- [SELECTED TEXT]:
Easy-to-follow video tutorials help you learn software, creative, and business skills.Become a member

Calculating correlations

From: SPSS Statistics Essential Training (2011)

Video: Calculating correlations

Whenever you explore your data you'll find that each step can build on the others before it. In this course for example we started by looking at individual variables before looking at pairs of variables and that comes before looking at sets of variables. When we looked at individual variables we started by creating graphic displays for each variable. Then by computing descriptive statistics for each and finished with inferential statistics. There is a logical progression to this and it's one that we will follow here with the associations for pairs of variables and later for sets of variables.

Calculating correlations

Whenever you explore your data you'll find that each step can build on the others before it. In this course for example we started by looking at individual variables before looking at pairs of variables and that comes before looking at sets of variables. When we looked at individual variables we started by creating graphic displays for each variable. Then by computing descriptive statistics for each and finished with inferential statistics. There is a logical progression to this and it's one that we will follow here with the associations for pairs of variables and later for sets of variables.

The first procedure that we are going to look at, correlations, is the most general measure of association between pairs of variables. Let's look at how to do correlations in SPSS and how to interpret the results. For this example, I'm going to be using the same dataset I've used in the last few. It's about the Google Searches, Searches.sav, and to get correlations we need to go up to Analyze and then we come down to Correlate, and what we are going to be doing is the basic version called Bivariate or two variable correlations.

All you need to do here is take all the variables that you want to correlate with each other and put them in the variable list on the right. Now if there is one variable in particular that can serve as an outcome variable, it's helpful to put that one in first so it shows up at the very top of the list. In this particular example I thought it might be interesting to look at the relative interest in searching for Facebook. So I am going to put that in first, and then I'll see how that compares with other search terms by selecting all of these, and I might as well put in nearly everything here.

I am going to come down to Median Age, because all of these are either scale or dichotomous. Now I am not going to put in Census Bureau Region because that has four categories and Census Bureau Division because it has even more. However, you can use indicator variables and what I've done is I've created three indicator variables. One for whether a state is in the Northeast, another for the Midwest, and a third for the South, and what that does is it leaves implied in all of these is the West.

So I am going to add the three of those and put them over here. Now I have a few options with correlation. I can get three different kinds of correlations. There is the Pearson Product-Moment Correlation coefficient which is the standard correlation, also sometimes known by its symbol R. There's Kendall's Tau-b and there is the Spearman rank order correlation coefficient. Truthfully, I've never had to do with anything other than the Pearson and I recommend that you stick with that one. There's also Test of Significance.

You can do what's called a one- tailed test or a two-tailed test. Now this has to do with calculating false positive rates and I recommend that you always stay with a two-tailed test unless you have some super-compelling reason to go with the one-tailed. Also, we have the option of flagging statistically significant correlations. That's very helpful and I'd leave that on there, and let's come over here and take a quick look at the other options. You can also get means and standard deviations for each variable, but we don't need that at this point, because we should have done that already.

- [RECORDS SHOWN]:
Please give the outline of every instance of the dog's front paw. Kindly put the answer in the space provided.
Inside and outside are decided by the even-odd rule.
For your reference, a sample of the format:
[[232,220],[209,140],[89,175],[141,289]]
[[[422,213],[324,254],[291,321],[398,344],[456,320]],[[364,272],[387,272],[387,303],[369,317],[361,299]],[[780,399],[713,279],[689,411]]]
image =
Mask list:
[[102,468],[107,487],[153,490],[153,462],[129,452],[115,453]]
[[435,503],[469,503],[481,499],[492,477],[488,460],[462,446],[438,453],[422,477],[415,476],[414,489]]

- [WHAT YOU NEED TO DO]:
**a)** Which correlation coefficient does the SPSS correlations tutorial recommend sticking with?
**b)** Write a continuation of the SPSS correlations tutorial, starting after its final sentence.

- [ANSWER SET]:
**a)** The Pearson Product-Moment Correlation coefficient.

**b)**
You can get what are called cross- product deviations and covariances and that's a little technical and we don't need that. The other question is whether you want to exclude cases pairwise or listwise. I've mentioned these before. Pairwise means that you might have a different sample size for each set of correlations. If for instance everybody has data on two particular variables, but you're missing a lot of information on another variable, you would end up with different sample sizes. This isn't necessarily a problem and I usually leave it at pairwise.

However, there may be times when you only want to deal with cases with complete information, in which case you would choose listwise. But I am going to leave it at the default for right now. So I'll press Continue and I'll press OK. Now I asked for a lot of variables and so what I get here is a very large table. You can see that it goes down a long way and it goes across a long way. You can also tell that the labels aren't there and when we scroll down it's hard to see. But that's okay, and what you see here is that every variable is listed down this side.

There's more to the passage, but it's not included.